INSTRUCTIONS TO FOLLOW -> Retype the following lines with no changes at all, keeping every line in its original order.

Part of a data file
•••••

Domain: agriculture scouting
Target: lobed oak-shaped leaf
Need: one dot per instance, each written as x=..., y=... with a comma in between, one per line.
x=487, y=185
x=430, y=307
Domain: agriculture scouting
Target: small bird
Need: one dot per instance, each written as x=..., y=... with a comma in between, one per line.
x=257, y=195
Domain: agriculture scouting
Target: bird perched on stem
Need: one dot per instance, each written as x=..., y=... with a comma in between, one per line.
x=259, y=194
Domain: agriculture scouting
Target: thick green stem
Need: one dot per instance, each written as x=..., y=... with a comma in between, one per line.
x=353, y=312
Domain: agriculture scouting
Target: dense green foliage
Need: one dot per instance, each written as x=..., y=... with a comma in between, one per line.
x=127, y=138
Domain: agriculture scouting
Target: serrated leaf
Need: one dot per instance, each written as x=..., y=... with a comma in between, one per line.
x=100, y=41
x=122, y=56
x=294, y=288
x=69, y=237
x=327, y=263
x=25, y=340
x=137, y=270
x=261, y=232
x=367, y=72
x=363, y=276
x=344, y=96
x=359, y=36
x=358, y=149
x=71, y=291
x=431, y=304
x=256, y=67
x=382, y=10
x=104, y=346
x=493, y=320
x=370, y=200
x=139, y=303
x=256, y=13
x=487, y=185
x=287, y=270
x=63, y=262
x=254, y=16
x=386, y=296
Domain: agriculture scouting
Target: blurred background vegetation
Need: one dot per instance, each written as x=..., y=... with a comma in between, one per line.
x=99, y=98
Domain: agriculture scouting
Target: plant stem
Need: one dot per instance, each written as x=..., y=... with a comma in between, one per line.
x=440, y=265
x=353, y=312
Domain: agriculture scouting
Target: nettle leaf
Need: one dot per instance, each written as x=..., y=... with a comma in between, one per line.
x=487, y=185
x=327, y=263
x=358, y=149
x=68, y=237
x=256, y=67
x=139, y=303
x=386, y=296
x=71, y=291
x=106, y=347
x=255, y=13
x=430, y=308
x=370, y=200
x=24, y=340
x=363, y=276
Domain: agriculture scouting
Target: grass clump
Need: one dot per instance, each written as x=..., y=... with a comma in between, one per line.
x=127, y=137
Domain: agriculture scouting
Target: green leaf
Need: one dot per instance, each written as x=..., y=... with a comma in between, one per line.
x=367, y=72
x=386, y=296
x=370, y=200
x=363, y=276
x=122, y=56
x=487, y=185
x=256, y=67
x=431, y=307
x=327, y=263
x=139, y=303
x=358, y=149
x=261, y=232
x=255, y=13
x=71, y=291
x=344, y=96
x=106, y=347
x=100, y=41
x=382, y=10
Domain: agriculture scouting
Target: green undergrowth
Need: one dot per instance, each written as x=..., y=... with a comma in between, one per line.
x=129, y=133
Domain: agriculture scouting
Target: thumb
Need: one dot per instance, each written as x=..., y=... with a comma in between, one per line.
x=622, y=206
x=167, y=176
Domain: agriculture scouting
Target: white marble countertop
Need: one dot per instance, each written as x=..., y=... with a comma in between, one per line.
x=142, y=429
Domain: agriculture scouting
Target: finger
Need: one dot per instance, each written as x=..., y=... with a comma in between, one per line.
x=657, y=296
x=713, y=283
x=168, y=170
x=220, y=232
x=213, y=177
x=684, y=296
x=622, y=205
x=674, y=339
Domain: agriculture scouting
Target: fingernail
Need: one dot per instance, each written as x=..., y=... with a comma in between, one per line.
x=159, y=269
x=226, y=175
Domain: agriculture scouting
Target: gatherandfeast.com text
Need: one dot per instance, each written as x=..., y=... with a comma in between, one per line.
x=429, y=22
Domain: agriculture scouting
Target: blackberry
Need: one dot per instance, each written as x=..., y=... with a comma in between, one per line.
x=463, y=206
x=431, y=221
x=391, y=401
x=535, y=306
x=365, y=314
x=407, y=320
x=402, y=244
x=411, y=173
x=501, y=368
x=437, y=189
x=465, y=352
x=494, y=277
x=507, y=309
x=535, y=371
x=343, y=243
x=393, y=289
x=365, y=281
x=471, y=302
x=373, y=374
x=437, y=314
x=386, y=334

•••••

RESPONSE TO THIS EXERCISE ->
Domain: agriculture scouting
Target: lobed oak-shaped leaf
Need: one dot per instance, each written as x=..., y=... with a comma in between, one per line.
x=487, y=185
x=430, y=307
Domain: agriculture scouting
Target: small bird
Need: one dot per instance, each written as x=..., y=... with a comma in between, one per line.
x=257, y=195
Domain: agriculture scouting
Target: bird perched on stem
Need: one dot per instance, each written as x=..., y=... with a comma in between, one per line.
x=259, y=194
Domain: agriculture scouting
Target: thick green stem
Need: one dot per instance, each written as x=..., y=... with a comma in between, one per line.
x=353, y=312
Domain: agriculture scouting
Target: dense green foliage
Need: one dot per instance, each written as x=..., y=... with a comma in between, one per line.
x=127, y=138
Domain: agriculture scouting
Target: serrated leaf
Need: one dot per instance, each written as x=..., y=... with a comma in between, one per line.
x=100, y=41
x=122, y=56
x=294, y=288
x=69, y=237
x=327, y=263
x=25, y=340
x=137, y=270
x=261, y=232
x=367, y=72
x=363, y=276
x=344, y=96
x=359, y=36
x=358, y=149
x=71, y=291
x=431, y=304
x=256, y=67
x=382, y=10
x=104, y=346
x=493, y=320
x=370, y=200
x=139, y=303
x=256, y=13
x=487, y=185
x=287, y=270
x=63, y=262
x=254, y=16
x=386, y=296
Domain: agriculture scouting
Target: blurred background vegetation
Need: one dot per instance, each written as x=..., y=... with a comma in between, one per line.
x=99, y=98
Domain: agriculture scouting
Target: plant stem
Need: one dot per instance, each written as x=..., y=... with a comma in between, one per line.
x=440, y=265
x=353, y=312
Domain: agriculture scouting
Target: nettle leaf
Need: one dot per instance, each written as x=..., y=... with a comma in between, one per line.
x=487, y=185
x=327, y=263
x=358, y=149
x=68, y=237
x=256, y=67
x=139, y=303
x=386, y=296
x=71, y=291
x=106, y=347
x=255, y=13
x=430, y=308
x=370, y=200
x=24, y=340
x=363, y=276
Domain: agriculture scouting
Target: grass clump
Need: one dot per instance, each written as x=..., y=... with a comma in between, one per line.
x=127, y=137
Domain: agriculture scouting
Target: green leaf
Need: one dot per instance, each written as x=..., y=... with a comma in between, one per line.
x=367, y=72
x=386, y=296
x=370, y=200
x=363, y=276
x=122, y=56
x=487, y=185
x=256, y=67
x=431, y=307
x=327, y=263
x=139, y=303
x=358, y=149
x=261, y=232
x=255, y=13
x=71, y=291
x=344, y=96
x=106, y=347
x=100, y=41
x=382, y=10
Domain: agriculture scouting
Target: green undergrowth
Need: one dot per instance, each written as x=..., y=... with a comma in between, one per line.
x=129, y=133
Domain: agriculture scouting
Target: thumb
Need: one dot per instance, each written as x=..., y=... with a comma in between, one per line.
x=622, y=206
x=167, y=176
Domain: agriculture scouting
Target: white marble countertop
Need: one dot per instance, each written as x=..., y=... with a comma in between, one per line.
x=142, y=429
Domain: agriculture scouting
Target: finger
Need: one dot per instance, each written as x=..., y=... with a comma in between, one per line.
x=657, y=296
x=713, y=283
x=168, y=170
x=220, y=232
x=213, y=177
x=684, y=296
x=622, y=205
x=674, y=339
Domain: agriculture scouting
Target: fingernail
Need: one dot per instance, each written as x=..., y=... with a comma in between, one per line.
x=159, y=269
x=226, y=175
Domain: agriculture scouting
Target: gatherandfeast.com text
Need: one dot per instance, each written as x=..., y=... with a comma in between, one per line.
x=429, y=22
Domain: agriculture scouting
Target: blackberry
Need: one dot per instance, each written as x=..., y=... with a comma in between, one per line.
x=463, y=206
x=431, y=221
x=391, y=401
x=535, y=306
x=365, y=314
x=407, y=320
x=402, y=244
x=411, y=173
x=501, y=368
x=437, y=189
x=465, y=352
x=494, y=277
x=507, y=309
x=535, y=371
x=343, y=243
x=393, y=289
x=365, y=281
x=471, y=302
x=373, y=374
x=437, y=314
x=386, y=334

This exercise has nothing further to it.